■ **Problem 1**
Output the records verbatim, beginning at their first line and stopping after the line that contains "column 65, row 12".

Nuitka Package Configuration

Introduction 

For packaging, and compatibility, or some Python packages need to have special considerations in Nuitka. Some will not work without certain data files, sometimes modules depend on other modules in a hidden way, and for standalone DLLs might have to be included, that are loaded dynamically and therefore also invisible.

Another are is compatibility hacks, and removing bloat from code or just making sure, you are not using an unsupported version or wrong options for a package.

To make it easier to deal with missing DLLs, implicit imports, data files, bloat etc. Nuitka has a system with Yaml files. These ship inside of it and are located under plugins/standard and are designed to be easily be extended.

The structure of the filename is always *nuitka-package.config.yml. The standard file includes all things that are not in the standard library (stdlib) of Python. In stdlib2 and stdlib3 there are entries for the standard library. In stdlib2 there are only those for modules that are no longer available in Python3.

If you want to use your own configuration, you can do so by passing the filename of your Yaml file via the --user-package-configuration-file=my.nuitka-package.config.yml option.

If it could be interesting for the other parts of the user base of Nuitka, please do a PR that adds it to the general files. In this way, not every user has to repeat what you just did, and we can collectively maintain it.

The YAML Configuration File 

At the beginning of the file you will find the following lines, which you can ignore, they are basically only there to silence checkers about problems that are too hard to avoid.

# yamllint disable rule:line-length
# yamllint disable rule:indentation
# yamllint disable rule:comments-indentation
# too many spelling things, spell-checker: disable
---

An entry in the file look like this:

- module-name: 'pandas._libs'
  implicit-imports:
    - depends:
      - 'pandas._libs.tslibs.np_datetime'
      - 'pandas._libs.tslibs.nattype'
      - 'pandas._libs.tslibs.base'

The module-name value is the name of the affected module. We will show and explain to you everything the other things in detail later. But the key principle is that a declaration always references a module by name.

■ **Stored rows**
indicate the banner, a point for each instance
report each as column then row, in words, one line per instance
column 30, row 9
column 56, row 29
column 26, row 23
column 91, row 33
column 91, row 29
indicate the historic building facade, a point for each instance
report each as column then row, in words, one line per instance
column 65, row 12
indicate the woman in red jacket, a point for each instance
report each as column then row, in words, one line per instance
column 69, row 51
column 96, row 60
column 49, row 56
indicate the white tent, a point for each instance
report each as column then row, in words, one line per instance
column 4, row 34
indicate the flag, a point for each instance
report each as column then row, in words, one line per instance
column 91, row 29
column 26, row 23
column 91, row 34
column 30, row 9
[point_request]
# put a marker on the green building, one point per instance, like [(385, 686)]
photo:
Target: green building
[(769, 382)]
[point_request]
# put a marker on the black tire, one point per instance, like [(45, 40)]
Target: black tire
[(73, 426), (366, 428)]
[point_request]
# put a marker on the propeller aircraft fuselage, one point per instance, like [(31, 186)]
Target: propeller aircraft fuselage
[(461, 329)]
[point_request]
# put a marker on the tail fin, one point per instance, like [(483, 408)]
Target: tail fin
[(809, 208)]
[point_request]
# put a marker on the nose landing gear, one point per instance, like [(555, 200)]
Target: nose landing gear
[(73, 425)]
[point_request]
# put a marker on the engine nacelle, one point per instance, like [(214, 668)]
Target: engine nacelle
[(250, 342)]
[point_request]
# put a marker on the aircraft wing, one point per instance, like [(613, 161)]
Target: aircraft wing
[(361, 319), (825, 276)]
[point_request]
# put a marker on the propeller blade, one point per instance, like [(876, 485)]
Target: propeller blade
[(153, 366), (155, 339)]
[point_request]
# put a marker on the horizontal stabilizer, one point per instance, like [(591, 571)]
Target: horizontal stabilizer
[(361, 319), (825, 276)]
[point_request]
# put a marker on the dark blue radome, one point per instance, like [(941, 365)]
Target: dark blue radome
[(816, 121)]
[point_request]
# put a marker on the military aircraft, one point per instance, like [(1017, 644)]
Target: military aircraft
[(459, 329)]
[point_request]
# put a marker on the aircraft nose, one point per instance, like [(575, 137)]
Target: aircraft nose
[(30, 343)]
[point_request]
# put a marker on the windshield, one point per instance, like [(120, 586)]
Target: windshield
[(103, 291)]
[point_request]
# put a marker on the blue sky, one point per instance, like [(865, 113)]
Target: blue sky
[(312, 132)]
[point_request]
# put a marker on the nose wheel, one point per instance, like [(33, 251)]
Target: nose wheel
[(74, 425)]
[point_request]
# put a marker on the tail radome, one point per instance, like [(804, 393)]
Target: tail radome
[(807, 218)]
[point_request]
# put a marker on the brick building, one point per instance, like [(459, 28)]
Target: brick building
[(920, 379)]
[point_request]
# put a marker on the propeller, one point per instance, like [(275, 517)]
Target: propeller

■ **Problem 2**
From the Nuitka package configuration text, return verbatim the passage that begins at the words "Introduction " and stops after the words "for a package.".

■ **Written response 1**
indicate the banner, a point for each instance
report each as column then row, in words, one line per instance
column 30, row 9
column 56, row 29
column 26, row 23
column 91, row 33
column 91, row 29
indicate the historic building facade, a point for each instance
report each as column then row, in words, one line per instance
column 65, row 12

■ **Written response 2**
Introduction 

For packaging, and compatibility, or some Python packages need to have special considerations in Nuitka. Some will not work without certain data files, sometimes modules depend on other modules in a hidden way, and for standalone DLLs might have to be included, that are loaded dynamically and therefore also invisible.

Another are is compatibility hacks, and removing bloat from code or just making sure, you are not using an unsupported version or wrong options for a package.